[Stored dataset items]

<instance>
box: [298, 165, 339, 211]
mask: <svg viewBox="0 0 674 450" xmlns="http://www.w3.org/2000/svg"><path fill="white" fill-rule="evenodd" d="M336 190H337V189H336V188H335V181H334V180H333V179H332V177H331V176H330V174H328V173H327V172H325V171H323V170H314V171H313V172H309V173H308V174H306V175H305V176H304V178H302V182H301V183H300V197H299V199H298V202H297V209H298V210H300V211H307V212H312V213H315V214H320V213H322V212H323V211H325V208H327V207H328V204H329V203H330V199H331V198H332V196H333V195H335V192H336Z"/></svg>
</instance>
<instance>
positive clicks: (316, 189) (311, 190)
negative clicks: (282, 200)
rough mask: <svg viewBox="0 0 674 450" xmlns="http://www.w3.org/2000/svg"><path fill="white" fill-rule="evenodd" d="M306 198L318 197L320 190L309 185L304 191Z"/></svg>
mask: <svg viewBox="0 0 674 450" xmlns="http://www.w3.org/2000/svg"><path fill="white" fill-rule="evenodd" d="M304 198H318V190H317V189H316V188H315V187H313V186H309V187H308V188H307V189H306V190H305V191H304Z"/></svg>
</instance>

TASK DETAILS:
Rewrite the data above, substituting "coarse mask" for each occurrence of "rough mask" and leaving every other character as it is.

SOLUTION TO THIS EXERCISE:
<instance>
box: [298, 165, 339, 211]
mask: <svg viewBox="0 0 674 450" xmlns="http://www.w3.org/2000/svg"><path fill="white" fill-rule="evenodd" d="M336 190H337V189H336V188H335V181H334V180H333V179H332V177H331V176H330V174H328V173H327V172H325V171H323V170H314V171H313V172H309V173H308V174H306V175H305V176H304V178H302V182H301V183H300V197H299V199H298V202H297V209H298V210H300V211H307V212H312V213H315V214H320V213H322V212H323V211H325V208H327V207H328V204H329V203H330V199H331V198H332V196H333V195H335V192H336Z"/></svg>
</instance>
<instance>
positive clicks: (316, 189) (311, 190)
negative clicks: (282, 200)
coarse mask: <svg viewBox="0 0 674 450" xmlns="http://www.w3.org/2000/svg"><path fill="white" fill-rule="evenodd" d="M306 198L318 197L320 190L309 185L304 191Z"/></svg>
mask: <svg viewBox="0 0 674 450" xmlns="http://www.w3.org/2000/svg"><path fill="white" fill-rule="evenodd" d="M304 198H318V190H317V189H316V188H315V187H313V186H309V187H308V188H307V189H306V190H305V191H304Z"/></svg>
</instance>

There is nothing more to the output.